▸ **Requirements**:
Each record below should appear again exactly as written.

Some records
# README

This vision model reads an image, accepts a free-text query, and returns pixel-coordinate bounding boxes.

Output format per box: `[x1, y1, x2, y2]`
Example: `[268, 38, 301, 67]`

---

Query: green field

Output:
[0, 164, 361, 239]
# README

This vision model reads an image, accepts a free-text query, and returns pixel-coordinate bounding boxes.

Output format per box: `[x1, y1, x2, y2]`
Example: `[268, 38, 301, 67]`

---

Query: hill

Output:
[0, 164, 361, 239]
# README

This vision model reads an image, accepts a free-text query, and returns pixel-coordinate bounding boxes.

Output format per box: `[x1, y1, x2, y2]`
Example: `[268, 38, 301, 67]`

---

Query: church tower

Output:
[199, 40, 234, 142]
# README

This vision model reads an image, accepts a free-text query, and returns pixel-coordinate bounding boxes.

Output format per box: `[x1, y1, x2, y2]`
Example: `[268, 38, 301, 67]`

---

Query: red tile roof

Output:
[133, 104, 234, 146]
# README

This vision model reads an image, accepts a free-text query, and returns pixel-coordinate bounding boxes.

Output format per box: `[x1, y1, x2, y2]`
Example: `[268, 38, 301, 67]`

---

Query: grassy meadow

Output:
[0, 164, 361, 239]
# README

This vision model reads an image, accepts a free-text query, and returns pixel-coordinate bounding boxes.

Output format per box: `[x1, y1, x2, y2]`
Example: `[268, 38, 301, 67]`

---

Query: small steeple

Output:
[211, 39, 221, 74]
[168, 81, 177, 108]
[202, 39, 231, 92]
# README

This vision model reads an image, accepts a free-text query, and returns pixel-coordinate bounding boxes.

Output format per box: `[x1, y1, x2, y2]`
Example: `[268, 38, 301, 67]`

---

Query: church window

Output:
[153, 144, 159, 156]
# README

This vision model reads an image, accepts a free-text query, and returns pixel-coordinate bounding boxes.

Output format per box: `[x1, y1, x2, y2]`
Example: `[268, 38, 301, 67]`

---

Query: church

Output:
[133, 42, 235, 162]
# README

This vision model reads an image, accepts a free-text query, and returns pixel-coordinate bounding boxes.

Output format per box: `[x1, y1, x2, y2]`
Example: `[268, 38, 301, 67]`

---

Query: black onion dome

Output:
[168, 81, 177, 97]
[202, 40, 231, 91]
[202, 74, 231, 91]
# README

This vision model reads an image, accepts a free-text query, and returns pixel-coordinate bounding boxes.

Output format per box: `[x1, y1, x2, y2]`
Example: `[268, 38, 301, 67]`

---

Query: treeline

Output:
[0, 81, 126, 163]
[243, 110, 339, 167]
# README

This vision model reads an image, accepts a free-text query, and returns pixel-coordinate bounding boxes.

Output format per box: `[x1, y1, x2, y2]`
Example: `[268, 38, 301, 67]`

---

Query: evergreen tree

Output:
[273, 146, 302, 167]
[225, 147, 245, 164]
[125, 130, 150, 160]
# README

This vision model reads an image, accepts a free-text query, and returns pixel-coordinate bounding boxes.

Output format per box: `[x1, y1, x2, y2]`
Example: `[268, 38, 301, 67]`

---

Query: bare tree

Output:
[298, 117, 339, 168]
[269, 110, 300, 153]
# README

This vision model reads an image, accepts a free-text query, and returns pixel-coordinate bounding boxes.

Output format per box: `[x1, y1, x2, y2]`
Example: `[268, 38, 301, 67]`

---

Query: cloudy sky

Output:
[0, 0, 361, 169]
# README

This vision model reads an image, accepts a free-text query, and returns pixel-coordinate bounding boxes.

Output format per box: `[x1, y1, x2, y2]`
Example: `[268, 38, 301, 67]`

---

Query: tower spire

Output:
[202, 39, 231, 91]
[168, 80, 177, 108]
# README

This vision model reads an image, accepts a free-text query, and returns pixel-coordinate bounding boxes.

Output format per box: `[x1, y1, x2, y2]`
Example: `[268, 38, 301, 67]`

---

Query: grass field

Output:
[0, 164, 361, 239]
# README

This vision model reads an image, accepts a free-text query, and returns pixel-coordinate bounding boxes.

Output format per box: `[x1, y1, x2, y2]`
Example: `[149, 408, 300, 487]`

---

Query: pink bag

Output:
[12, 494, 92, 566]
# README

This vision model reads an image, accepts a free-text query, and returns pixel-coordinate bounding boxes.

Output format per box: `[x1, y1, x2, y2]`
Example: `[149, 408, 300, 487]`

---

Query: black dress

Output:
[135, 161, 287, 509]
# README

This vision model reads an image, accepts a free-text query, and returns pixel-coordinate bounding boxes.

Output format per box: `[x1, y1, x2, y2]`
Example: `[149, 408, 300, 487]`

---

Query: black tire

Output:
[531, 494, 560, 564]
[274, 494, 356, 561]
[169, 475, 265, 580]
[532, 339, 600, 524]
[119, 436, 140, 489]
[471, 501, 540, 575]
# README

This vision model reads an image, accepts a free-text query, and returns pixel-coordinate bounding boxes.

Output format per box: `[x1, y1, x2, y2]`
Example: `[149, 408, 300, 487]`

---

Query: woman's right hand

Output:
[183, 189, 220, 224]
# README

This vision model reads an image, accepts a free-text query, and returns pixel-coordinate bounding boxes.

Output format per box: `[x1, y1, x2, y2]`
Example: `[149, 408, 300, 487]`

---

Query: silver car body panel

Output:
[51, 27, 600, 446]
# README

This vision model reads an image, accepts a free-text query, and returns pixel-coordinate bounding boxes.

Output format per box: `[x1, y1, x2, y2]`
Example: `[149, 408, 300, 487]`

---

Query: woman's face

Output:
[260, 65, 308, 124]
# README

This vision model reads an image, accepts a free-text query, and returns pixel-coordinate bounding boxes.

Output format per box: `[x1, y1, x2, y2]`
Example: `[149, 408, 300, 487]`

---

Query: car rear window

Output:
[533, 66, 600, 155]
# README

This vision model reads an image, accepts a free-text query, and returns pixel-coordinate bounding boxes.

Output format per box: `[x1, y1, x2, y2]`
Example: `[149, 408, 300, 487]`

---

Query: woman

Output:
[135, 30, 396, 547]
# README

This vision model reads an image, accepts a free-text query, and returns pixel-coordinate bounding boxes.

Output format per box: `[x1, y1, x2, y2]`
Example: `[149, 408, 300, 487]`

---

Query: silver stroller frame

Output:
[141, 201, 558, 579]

▸ **Response to this task**:
# README

This vision model reads an image, accepts a free-text query, and returns pixel-coordinate bounding boxes.

Output format per box: `[x1, y1, x2, y2]`
Example: `[268, 38, 301, 67]`

---

Query: green field

Output:
[0, 164, 361, 239]
# README

This vision model reads an image, accepts a free-text query, and returns pixel-coordinate bounding boxes.

Output format per box: `[x1, y1, x2, y2]`
Example: `[268, 38, 301, 67]`

---

Query: hill

Output:
[0, 164, 361, 239]
# README

This vision model reads an image, accepts a free-text query, and returns pixel-coordinate bounding boxes.

Output format per box: `[x1, y1, x2, y2]`
Example: `[268, 38, 301, 67]`

---

Query: church tower

Output:
[199, 40, 234, 142]
# README

This vision model reads an image, accepts a free-text query, and returns pixel-coordinate bounding boxes.

Output format per box: `[x1, y1, x2, y2]`
Example: `[268, 38, 301, 67]`

---

Query: red tile roof

Output:
[133, 104, 234, 146]
# README

This vision model reads an image, accepts a free-text query, and returns pixel-coordinate bounding boxes.

Output format per box: `[x1, y1, x2, y2]`
Example: `[268, 38, 301, 67]`

---

Query: grassy meadow

Output:
[0, 164, 361, 239]
# README

This vision model reads an image, accepts a free-text query, and returns pixel-coordinate bounding boxes.

Output format per box: `[x1, y1, x2, y2]`
Example: `[268, 38, 301, 67]`

---

Query: small steeple

Output:
[211, 39, 221, 74]
[168, 81, 177, 108]
[202, 39, 231, 92]
# README

This vision model reads an image, accepts a free-text query, and returns pixel-coordinate bounding boxes.

Output format per box: `[x1, y1, x2, y2]`
Example: `[268, 38, 301, 67]`

---

Query: church window

Output:
[153, 144, 159, 156]
# README

This vision model reads an image, accepts a free-text query, and returns pixel-coordinate bounding boxes.

Output format per box: `[x1, y1, x2, y2]`
Example: `[268, 38, 301, 67]`

---

Query: church

Output:
[133, 42, 235, 162]
# README

This vision model reads an image, accepts a free-text query, and returns pixel-coordinate bounding boxes.

Output format per box: `[x1, y1, x2, y2]`
Example: `[268, 38, 301, 67]`

---

Query: black onion dome

Output:
[168, 81, 177, 97]
[202, 40, 231, 91]
[202, 74, 231, 91]
# README

This vision model reads an image, accepts a free-text query, and returns pixel-coordinate bounding boxes.

Output format per box: `[x1, y1, x2, y2]`
Example: `[268, 38, 301, 67]`

---

Query: treeline

Output:
[0, 81, 126, 163]
[243, 110, 339, 167]
# README

This vision model reads an image, accepts a free-text query, and returns pixel-coordinate bounding boxes.

Output format per box: `[x1, y1, x2, y2]`
Example: `[268, 38, 301, 67]`

---

Query: evergreen tree

Output:
[273, 146, 302, 167]
[225, 147, 245, 164]
[125, 130, 150, 160]
# README

This vision model reads an image, accepts a free-text query, and returns pixel-coordinate bounding boxes.

Output format per box: `[x1, y1, x2, y2]`
Example: `[268, 38, 301, 67]`

---

Query: bare tree

Output:
[298, 117, 339, 168]
[269, 110, 300, 153]
# README

This vision model reads an image, accepts a free-text query, and returns pixel-coordinate bounding boxes.

Output format per box: `[x1, y1, x2, y2]`
Example: `[268, 38, 301, 67]`

---

Query: cloudy sky

Output:
[0, 0, 361, 169]
# README

This vision model reads an image, accepts a free-text query, and returns pixel-coordinate bounding boxes.

Output format per box: `[x1, y1, x2, y2]`
Example: `[268, 38, 301, 67]`

---

Query: tower spire

Output:
[202, 39, 231, 91]
[168, 80, 177, 108]
# README

This vision model reads an image, accepts a free-text query, and returns pixel-coordinate bounding boxes.

Output format per box: `[x1, y1, x2, y2]`
Example: `[268, 38, 301, 67]`

---

Query: grass field

Output:
[0, 164, 361, 239]
# README

This vision model reads an image, accepts a free-text query, and returns pixel-coordinate bounding boxes.

Output format per box: `[x1, y1, x2, y2]`
Example: `[149, 408, 300, 487]`

---

Query: pink bag

Output:
[12, 494, 92, 566]
# README

This vision model reads an image, accepts a free-text query, and returns pixel-coordinate bounding boxes.

Output format per box: `[x1, y1, x2, y2]`
Example: `[149, 408, 300, 487]`

---

Query: black dress

Output:
[135, 161, 287, 509]
# README

This vision model reads an image, accepts a free-text query, and returns pixel-coordinate bounding boxes.

Output format per box: `[x1, y1, x2, y2]`
Example: `[149, 408, 300, 487]`

---

Query: black tire

Output:
[531, 494, 560, 564]
[274, 494, 356, 561]
[169, 475, 265, 580]
[532, 339, 600, 524]
[119, 436, 140, 489]
[471, 501, 540, 575]
# README

This vision model reads an image, accepts a free-text query, and returns pixel-coordinate bounding boxes.

Output format per box: `[x1, y1, x2, y2]`
Example: `[149, 408, 300, 487]`

---

Query: woman's right hand

Output:
[183, 189, 220, 224]
# README

This vision model reads an image, accepts a free-text query, and returns pixel-coordinate bounding boxes.

Output format per box: `[x1, y1, x2, y2]`
Example: `[149, 408, 300, 487]`

---

Query: silver car body panel

Output:
[51, 27, 600, 446]
# README

This vision model reads an image, accepts a free-text query, and returns pixel-coordinate bounding boxes.

Output format per box: `[x1, y1, x2, y2]`
Example: `[149, 408, 300, 487]`

---

Query: woman's face

Output:
[260, 65, 308, 124]
# README

This vision model reads an image, accepts a free-text query, and returns pixel-coordinate bounding boxes.

Output format per box: `[x1, y1, x2, y2]`
Example: `[149, 408, 300, 487]`

---

Query: car rear window

Output:
[533, 66, 600, 155]
# README

This vision model reads an image, accepts a free-text query, and returns pixel-coordinate bounding boxes.

Output format per box: `[x1, y1, x2, y2]`
Example: `[149, 408, 300, 487]`

---

Query: woman

Output:
[135, 30, 396, 547]
# README

This vision model reads an image, accepts a free-text query, and returns pixel-coordinate bounding boxes.

Output format per box: `[x1, y1, x2, y2]`
Example: `[149, 408, 300, 487]`

---

Query: silver stroller frame

Output:
[141, 201, 558, 579]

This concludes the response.